> **Aim**: Reproduce the listing word for word. Skip any image.

Image region labeling entries
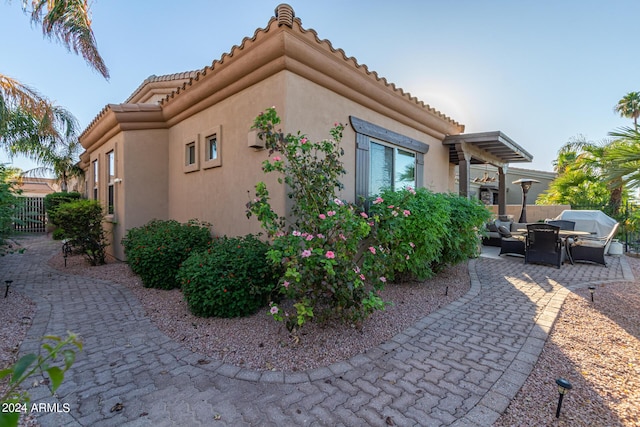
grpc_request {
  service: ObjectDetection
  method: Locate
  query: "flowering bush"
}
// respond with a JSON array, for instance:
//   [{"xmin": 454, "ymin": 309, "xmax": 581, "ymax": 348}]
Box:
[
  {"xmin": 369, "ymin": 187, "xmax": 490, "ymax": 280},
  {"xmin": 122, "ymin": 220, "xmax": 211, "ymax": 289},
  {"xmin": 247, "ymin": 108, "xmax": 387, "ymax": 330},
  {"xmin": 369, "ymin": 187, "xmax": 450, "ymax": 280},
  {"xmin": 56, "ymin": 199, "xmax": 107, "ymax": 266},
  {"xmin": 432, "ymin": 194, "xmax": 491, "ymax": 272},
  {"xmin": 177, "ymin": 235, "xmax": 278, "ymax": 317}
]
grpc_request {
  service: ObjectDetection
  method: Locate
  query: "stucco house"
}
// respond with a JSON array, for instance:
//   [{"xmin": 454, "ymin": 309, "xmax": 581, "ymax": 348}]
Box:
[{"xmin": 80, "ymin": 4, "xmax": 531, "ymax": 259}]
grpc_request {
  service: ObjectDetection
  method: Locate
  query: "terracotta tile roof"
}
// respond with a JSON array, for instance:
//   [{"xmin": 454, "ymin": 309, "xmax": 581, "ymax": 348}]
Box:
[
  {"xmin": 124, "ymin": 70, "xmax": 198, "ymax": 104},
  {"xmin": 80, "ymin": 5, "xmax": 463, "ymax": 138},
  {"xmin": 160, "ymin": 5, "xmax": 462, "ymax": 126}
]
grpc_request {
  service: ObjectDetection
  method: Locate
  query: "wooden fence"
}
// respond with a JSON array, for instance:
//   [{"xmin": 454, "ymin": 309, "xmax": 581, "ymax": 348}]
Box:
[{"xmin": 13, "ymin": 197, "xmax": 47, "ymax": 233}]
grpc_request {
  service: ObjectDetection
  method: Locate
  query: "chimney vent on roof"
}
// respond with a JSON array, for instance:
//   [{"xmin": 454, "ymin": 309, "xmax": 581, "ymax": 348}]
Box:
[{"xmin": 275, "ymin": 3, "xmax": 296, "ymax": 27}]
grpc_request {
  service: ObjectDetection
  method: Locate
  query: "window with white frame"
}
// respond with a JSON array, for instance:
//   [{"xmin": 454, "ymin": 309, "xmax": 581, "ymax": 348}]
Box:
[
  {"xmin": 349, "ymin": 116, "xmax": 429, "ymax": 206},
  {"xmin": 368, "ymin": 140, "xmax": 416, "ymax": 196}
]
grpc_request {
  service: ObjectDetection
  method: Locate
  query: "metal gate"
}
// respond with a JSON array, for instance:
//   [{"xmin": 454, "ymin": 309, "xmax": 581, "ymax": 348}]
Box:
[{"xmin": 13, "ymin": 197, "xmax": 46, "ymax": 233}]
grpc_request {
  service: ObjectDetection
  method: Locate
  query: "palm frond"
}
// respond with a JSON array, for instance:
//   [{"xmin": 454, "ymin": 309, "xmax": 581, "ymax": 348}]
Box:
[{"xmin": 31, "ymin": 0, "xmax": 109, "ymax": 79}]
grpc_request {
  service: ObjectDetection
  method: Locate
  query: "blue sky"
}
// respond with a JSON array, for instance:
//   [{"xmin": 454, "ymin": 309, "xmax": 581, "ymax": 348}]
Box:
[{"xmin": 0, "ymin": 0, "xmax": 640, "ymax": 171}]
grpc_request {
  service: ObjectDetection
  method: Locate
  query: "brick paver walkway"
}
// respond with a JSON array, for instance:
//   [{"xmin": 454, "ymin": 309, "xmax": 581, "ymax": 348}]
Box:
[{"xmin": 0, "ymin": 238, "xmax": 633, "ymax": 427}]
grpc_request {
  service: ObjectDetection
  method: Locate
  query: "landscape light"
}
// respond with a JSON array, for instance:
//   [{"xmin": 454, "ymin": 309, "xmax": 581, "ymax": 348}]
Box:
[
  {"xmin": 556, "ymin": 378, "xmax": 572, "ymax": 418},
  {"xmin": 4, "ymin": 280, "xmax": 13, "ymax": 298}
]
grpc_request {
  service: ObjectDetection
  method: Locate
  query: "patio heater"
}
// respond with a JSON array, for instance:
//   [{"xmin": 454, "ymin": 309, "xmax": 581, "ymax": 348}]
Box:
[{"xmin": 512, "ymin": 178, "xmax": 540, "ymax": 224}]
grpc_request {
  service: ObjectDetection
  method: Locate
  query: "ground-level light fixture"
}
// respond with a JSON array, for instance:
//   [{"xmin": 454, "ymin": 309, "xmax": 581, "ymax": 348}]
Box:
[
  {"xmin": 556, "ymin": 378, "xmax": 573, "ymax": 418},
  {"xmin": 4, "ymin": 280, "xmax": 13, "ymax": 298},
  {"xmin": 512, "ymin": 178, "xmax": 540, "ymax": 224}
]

> **Reply**:
grpc_request {
  service: ObjectDetection
  method: Locate
  query: "flowering bush"
}
// respond with a JSON array, for instance:
//   [{"xmin": 454, "ymin": 309, "xmax": 581, "ymax": 348}]
Box:
[
  {"xmin": 369, "ymin": 187, "xmax": 490, "ymax": 280},
  {"xmin": 122, "ymin": 220, "xmax": 211, "ymax": 289},
  {"xmin": 247, "ymin": 108, "xmax": 387, "ymax": 330},
  {"xmin": 369, "ymin": 187, "xmax": 450, "ymax": 280},
  {"xmin": 56, "ymin": 199, "xmax": 107, "ymax": 266},
  {"xmin": 432, "ymin": 194, "xmax": 491, "ymax": 272},
  {"xmin": 177, "ymin": 235, "xmax": 278, "ymax": 317}
]
grpc_request {
  service: ObjectDetection
  method: Locate
  query: "stucco house"
}
// respond with a JSON array, for instance:
//   [{"xmin": 454, "ymin": 309, "xmax": 581, "ymax": 348}]
Box:
[{"xmin": 80, "ymin": 4, "xmax": 531, "ymax": 259}]
grpc_request {
  service: ObjectDetection
  method: Locate
  query: "terracotta tile roof"
}
// respond with a JSON array, for instance:
//   [{"xmin": 454, "ymin": 309, "xmax": 581, "ymax": 348}]
Box:
[
  {"xmin": 124, "ymin": 70, "xmax": 198, "ymax": 104},
  {"xmin": 80, "ymin": 5, "xmax": 463, "ymax": 138},
  {"xmin": 160, "ymin": 5, "xmax": 462, "ymax": 126}
]
grpc_request {
  service: ObjectDetection
  method: Locate
  query: "wooden fence"
}
// respond with a JSON array, for instance:
//   [{"xmin": 454, "ymin": 309, "xmax": 581, "ymax": 348}]
Box:
[{"xmin": 13, "ymin": 197, "xmax": 47, "ymax": 233}]
grpc_request {
  service: ObjectDetection
  method: Locate
  query: "chimney vent on roof"
}
// respond with a JSON array, for instance:
//   [{"xmin": 454, "ymin": 309, "xmax": 581, "ymax": 348}]
Box:
[{"xmin": 275, "ymin": 3, "xmax": 296, "ymax": 27}]
grpc_request {
  service: ObjectDetection
  method: Locate
  query: "window with white frame"
}
// respond with a JSON array, for instance:
//   [{"xmin": 454, "ymin": 309, "xmax": 581, "ymax": 348}]
Box:
[
  {"xmin": 349, "ymin": 116, "xmax": 429, "ymax": 206},
  {"xmin": 368, "ymin": 140, "xmax": 416, "ymax": 196}
]
grpc_request {
  service: ObjectDetection
  method: Locate
  query: "metal gate"
}
// respond with a JSON array, for instance:
//   [{"xmin": 454, "ymin": 309, "xmax": 581, "ymax": 348}]
Box:
[{"xmin": 13, "ymin": 197, "xmax": 46, "ymax": 233}]
grpc_request {
  service: ObjectDetection
  method: Locate
  query: "palm frond"
}
// respond with a JSON array, for instance:
//   [{"xmin": 454, "ymin": 309, "xmax": 581, "ymax": 348}]
Box:
[{"xmin": 31, "ymin": 0, "xmax": 109, "ymax": 79}]
grpc_request {
  service: ObjectDetection
  method: Locate
  query: "blue sky"
}
// respond with a JSON array, for instance:
//   [{"xmin": 454, "ymin": 309, "xmax": 581, "ymax": 348}]
Box:
[{"xmin": 0, "ymin": 0, "xmax": 640, "ymax": 171}]
grpc_request {
  service: ObjectDetection
  method: Locate
  query: "brick paver walkway"
}
// respond with a JSON array, for instance:
//   [{"xmin": 454, "ymin": 309, "xmax": 581, "ymax": 348}]
Box:
[{"xmin": 0, "ymin": 238, "xmax": 633, "ymax": 427}]
grpc_request {
  service: ObjectDetection
  method: Locate
  query: "landscape light"
}
// respond with a JSON array, for instance:
//   [{"xmin": 454, "ymin": 309, "xmax": 581, "ymax": 348}]
Box:
[
  {"xmin": 556, "ymin": 378, "xmax": 572, "ymax": 418},
  {"xmin": 4, "ymin": 280, "xmax": 13, "ymax": 298}
]
grpc_request {
  service: ObjectDetection
  method: Locate
  query: "patio heater"
}
// respond with a JSON array, for instance:
//   [{"xmin": 454, "ymin": 309, "xmax": 581, "ymax": 348}]
Box:
[{"xmin": 512, "ymin": 178, "xmax": 540, "ymax": 224}]
grpc_request {
  service: ObjectDetection
  method: Locate
  query: "ground-level light fixture"
}
// respond with a JSON array, for instance:
//   [{"xmin": 454, "ymin": 309, "xmax": 581, "ymax": 348}]
Box:
[
  {"xmin": 556, "ymin": 378, "xmax": 573, "ymax": 418},
  {"xmin": 4, "ymin": 280, "xmax": 13, "ymax": 298},
  {"xmin": 512, "ymin": 178, "xmax": 540, "ymax": 224}
]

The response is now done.